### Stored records
========================
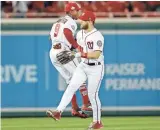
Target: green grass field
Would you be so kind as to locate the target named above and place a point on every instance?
(110, 123)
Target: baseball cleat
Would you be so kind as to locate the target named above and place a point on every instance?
(79, 113)
(86, 107)
(56, 115)
(95, 125)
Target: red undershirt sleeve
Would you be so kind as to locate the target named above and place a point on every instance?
(68, 34)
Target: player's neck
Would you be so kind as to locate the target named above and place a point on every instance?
(89, 29)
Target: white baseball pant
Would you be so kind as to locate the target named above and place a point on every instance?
(94, 74)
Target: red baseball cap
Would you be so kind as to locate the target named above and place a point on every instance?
(72, 6)
(88, 16)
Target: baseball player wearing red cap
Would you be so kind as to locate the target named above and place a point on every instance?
(62, 36)
(91, 68)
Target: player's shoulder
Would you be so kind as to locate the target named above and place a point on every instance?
(98, 35)
(71, 22)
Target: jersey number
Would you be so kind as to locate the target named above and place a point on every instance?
(90, 45)
(56, 29)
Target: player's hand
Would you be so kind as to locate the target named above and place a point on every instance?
(80, 49)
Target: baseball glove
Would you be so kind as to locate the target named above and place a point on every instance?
(65, 56)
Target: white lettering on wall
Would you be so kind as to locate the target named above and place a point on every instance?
(10, 73)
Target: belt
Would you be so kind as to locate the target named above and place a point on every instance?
(93, 64)
(57, 46)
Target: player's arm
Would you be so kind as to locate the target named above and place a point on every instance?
(89, 55)
(69, 36)
(92, 55)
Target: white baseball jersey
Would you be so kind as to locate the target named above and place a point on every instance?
(90, 42)
(57, 35)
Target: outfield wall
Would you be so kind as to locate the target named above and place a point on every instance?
(131, 82)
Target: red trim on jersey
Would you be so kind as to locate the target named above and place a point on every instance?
(84, 55)
(69, 36)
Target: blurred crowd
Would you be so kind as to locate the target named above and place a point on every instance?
(42, 8)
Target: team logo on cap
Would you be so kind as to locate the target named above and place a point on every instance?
(99, 43)
(83, 14)
(72, 8)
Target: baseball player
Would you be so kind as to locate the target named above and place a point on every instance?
(91, 68)
(62, 39)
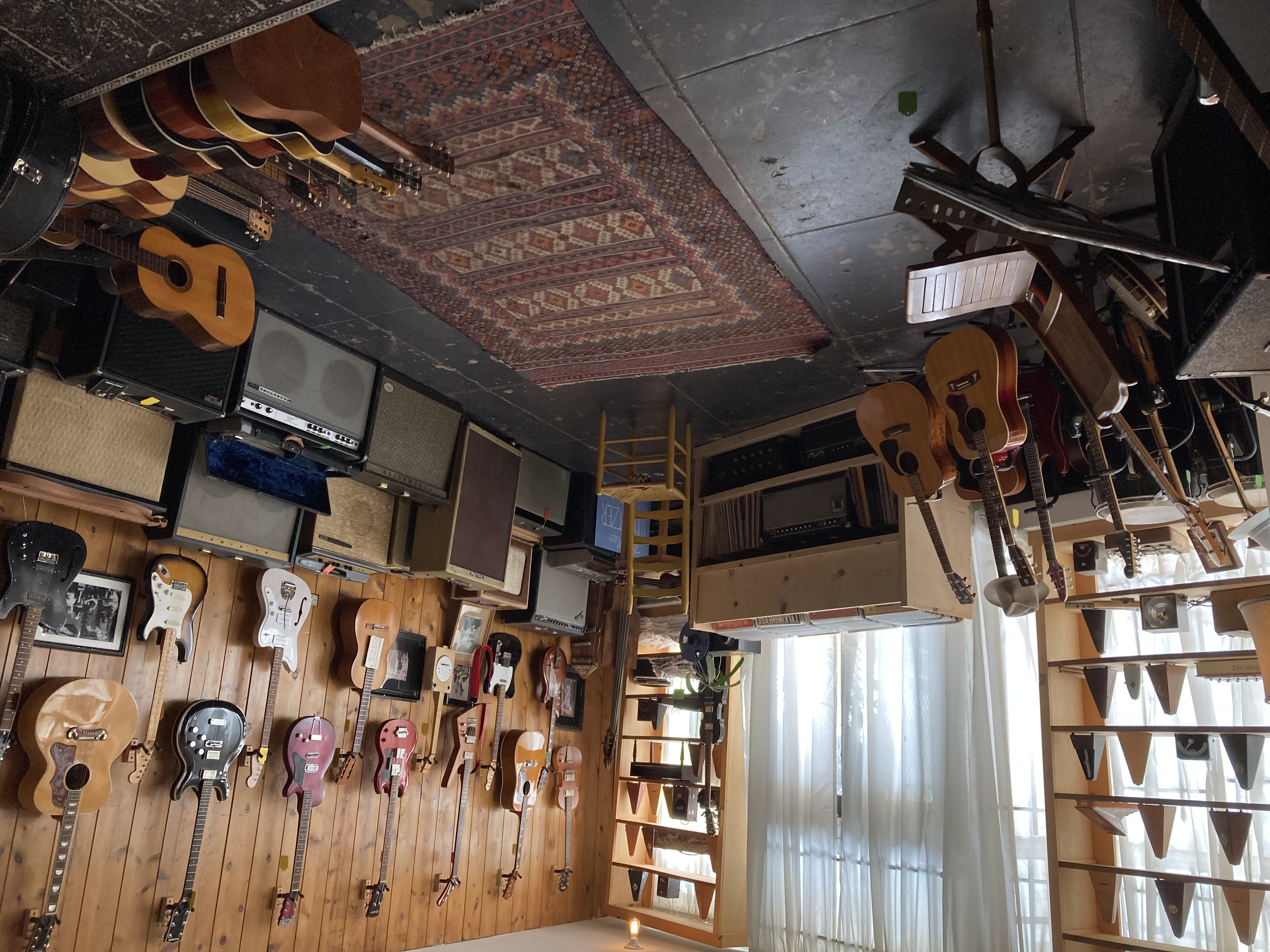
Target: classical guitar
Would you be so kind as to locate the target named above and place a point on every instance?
(524, 756)
(553, 668)
(906, 428)
(395, 744)
(206, 292)
(506, 653)
(285, 605)
(176, 591)
(464, 762)
(43, 560)
(368, 631)
(568, 766)
(208, 739)
(309, 751)
(72, 729)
========================
Please reproduce the records above exactly, omitting every picture.

Target: green grass field
Would you be so kind as to locate the target named above and place a point on every instance?
(110, 123)
Target: baseball cleat
Would you be so kind as to locate the target named above and place a point on every instance?
(79, 113)
(86, 107)
(56, 115)
(95, 125)
Target: red undershirt sleeve
Would you be so kind as to locate the target named above and place a point on every instance?
(68, 34)
Target: player's neck
Would you be so kind as to locate the target named above and place a point on every instance?
(89, 29)
Target: white baseball pant
Would you be so kind as to locate the target named above and place a point on every instance?
(94, 74)
Target: red baseball cap
Would you be so kind as to locate the target named above and place a point on every instance?
(72, 6)
(88, 16)
Target: baseball player wearing red cap
Would you be so kind as to locate the target named above and place a point on every instance?
(62, 36)
(91, 68)
Target: player's shoulder
Would you be so kind as to locate the target named above and place a point on every instance?
(98, 35)
(71, 22)
Target: jersey number
Would you be so kind as to locate the target named above and place a point on every instance?
(90, 45)
(56, 29)
Target: player's hand
Would you be so kind as to locate the target named above and place a point on every instance?
(80, 49)
Target: baseball glove
Would you be so kind as to locate the target named above and place a point on every instance?
(65, 56)
Target: white lettering on wall
Would you be so kind as to locate the target named above and place a point on every instance?
(10, 73)
Target: belt
Would you be so kind as to locate the target named above and place a point on every instance?
(93, 64)
(57, 46)
Target: player's arm
Would you be so kind as to locate the target named above and place a point on every instance?
(89, 55)
(69, 36)
(92, 55)
Target: white baseball jersey
Would you be so kind as to locate the target named above and place a point on every instance?
(90, 42)
(57, 35)
Target: outfield wall
Would you be so kind as to locate the target named above and place a point on every instance?
(131, 82)
Target: red trim on jersey
Would you be so kind as to locate the target named above and place a point on every instance?
(84, 55)
(69, 36)
Target: blurred crowd
Would you be so kind as to locate the target named above and place a point on every instance?
(42, 8)
Target: team logo on cap
Would you be so kind as to locate the target named above and place a point on every instance?
(99, 43)
(83, 14)
(72, 8)
Target: baseball player
Would you be so kind as to locate the target named above and place a point on every instance?
(91, 68)
(62, 39)
Target: classical guitar
Would you be so kind as to locate the target named above and place a point on every instance?
(524, 756)
(553, 668)
(906, 428)
(395, 744)
(206, 292)
(506, 653)
(285, 605)
(176, 591)
(464, 762)
(43, 560)
(368, 631)
(568, 766)
(208, 739)
(309, 751)
(72, 729)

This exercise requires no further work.